I'll give this a go.
Basically, you seem to be very confused about basic terminology. Most of the time you can use Wikipedia to look up the term you are confused with and it will explain the jargon, or at least give you some more words to Google. Seriously, get into the habit of looking up every word that seems like jargon. ASM is one of the few things in ROM hacking that isn't domain specific; there is a lot more information out there than on this forum. Also, much of what I say is going to sound super pedantic, in a very technical field like computer science, the nomenclature is everything. Also, getting the jargon right will help you recognise subtle differences between concepts, which is super important.
Quote:
Originally Posted by Oloolooloo!
Starting at the first lines that I don't think appear at the head of every routine:
|
Fair warning. Hackmew's tutorial is out of date. We don't use this anymore because some of us actually bothered to read the ARM manual. Registers r0-r3 are known as "scratch registers", which means you can mess them up in a
subroutine as much as you want without pushing them to the
stack.
Quote:
Originally Posted by Oloolooloo!
According to Google, a byte is a character. I'm interpreting that a character would be a symbol, such as a letter, number or anything you can type in a word processor. So that would make a register just 4 symbols.
|
A byte is not a character. A character may be a byte, but the reverse is not necessarily true (see
multibyte encodings). I understand this may be confusing. You say you have basic knowledge of hex editing, so you should understand what a byte is. A byte is 8 bits, which is just a convenient grouping of digits. Hexadecimal and binary (and octal) are closely related, since they're bases that are powers of two. This grouping is convenient, because it helps us split numbers into logically distinct units. Like in decimal, powers of ten (10, 100, 1000) are "nice" numbers, powers of two are "nice" in binary/hexadecimal/octal. In decimal, we group numbers in terms of powers of ten. 10,000,000 makes it easy to read the 10 million, in the same way grouping stuff in powers of two (8 bits, say) is convenient for computers.

# [Data supplied]
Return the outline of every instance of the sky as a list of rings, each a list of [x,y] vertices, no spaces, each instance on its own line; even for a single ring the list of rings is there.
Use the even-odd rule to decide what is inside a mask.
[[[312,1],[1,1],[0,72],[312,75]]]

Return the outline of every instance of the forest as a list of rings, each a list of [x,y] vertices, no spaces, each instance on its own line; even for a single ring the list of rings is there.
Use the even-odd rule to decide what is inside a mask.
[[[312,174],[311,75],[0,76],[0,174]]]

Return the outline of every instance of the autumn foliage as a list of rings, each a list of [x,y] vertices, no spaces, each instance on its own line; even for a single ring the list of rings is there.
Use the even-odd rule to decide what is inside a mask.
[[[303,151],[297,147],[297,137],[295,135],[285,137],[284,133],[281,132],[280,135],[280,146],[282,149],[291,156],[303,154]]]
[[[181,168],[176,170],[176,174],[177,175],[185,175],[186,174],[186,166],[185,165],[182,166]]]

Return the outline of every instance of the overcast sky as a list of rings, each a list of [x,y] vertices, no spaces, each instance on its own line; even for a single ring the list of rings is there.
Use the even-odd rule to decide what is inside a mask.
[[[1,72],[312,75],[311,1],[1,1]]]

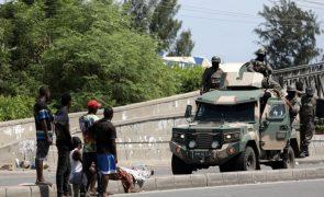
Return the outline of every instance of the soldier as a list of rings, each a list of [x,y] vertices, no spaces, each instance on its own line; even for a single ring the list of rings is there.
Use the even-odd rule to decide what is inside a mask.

# [To be done]
1: According to the forum thread, which registers are known as "scratch registers"?
2: Shorten the paragraph of the forum thread that begins "Basically, you seem to be very confused" and keep its main facts.
3: From the forum thread, reproduce the passage from "Basically, you seem" up to and including "is super important.".

# [Solutions in order]
1: Registers r0-r3.

2: The poster seems confused about basic terminology. Wikipedia usually explains a confusing term, or at least gives more words to search for, so it is worth looking up every word that seems like jargon. ASM is one of the few parts of ROM hacking that isn't domain specific, so far more information exists outside the forum. The advice may sound pedantic, but in a technical field like computer science nomenclature is everything, and correct jargon helps in recognizing subtle differences between concepts.

3:
Basically, you seem to be very confused about basic terminology. Most of the time you can use Wikipedia to look up the term you are confused with and it will explain the jargon, or at least give you some more words to Google. Seriously, get into the habit of looking up every word that seems like jargon. ASM is one of the few things in ROM hacking that isn't domain specific; there is a lot more information out there than on this forum. Also, much of what I say is going to sound super pedantic, in a very technical field like computer science, the nomenclature is everything. Also, getting the jargon right will help you recognise subtle differences between concepts, which is super important.